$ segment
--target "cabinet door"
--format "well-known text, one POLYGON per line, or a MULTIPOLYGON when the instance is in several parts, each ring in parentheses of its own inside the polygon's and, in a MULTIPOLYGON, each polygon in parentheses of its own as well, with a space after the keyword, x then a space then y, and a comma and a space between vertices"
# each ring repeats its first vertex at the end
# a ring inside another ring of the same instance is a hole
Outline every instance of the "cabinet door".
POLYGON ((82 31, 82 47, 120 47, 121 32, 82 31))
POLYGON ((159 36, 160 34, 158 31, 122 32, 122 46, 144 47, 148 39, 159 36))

• _Set problem_
Reproduce the material above, substituting "cupboard door" for every occurrence of "cabinet door" and keeping everything else unchanged.

• _Worked solution_
$ segment
--target "cupboard door"
--format "well-known text, one POLYGON per line, or a MULTIPOLYGON when the instance is in several parts, each ring in parentheses of its own inside the polygon's and, in a MULTIPOLYGON, each polygon in parentheses of its own as well, with a space after the keyword, x then a space then y, and a comma and a space between vertices"
# each ring repeats its first vertex at the end
# a ring inside another ring of the same instance is a hole
Outline every instance of the "cupboard door".
POLYGON ((82 31, 82 47, 120 47, 121 32, 82 31))
POLYGON ((159 36, 160 34, 158 31, 122 32, 122 46, 144 47, 148 39, 159 36))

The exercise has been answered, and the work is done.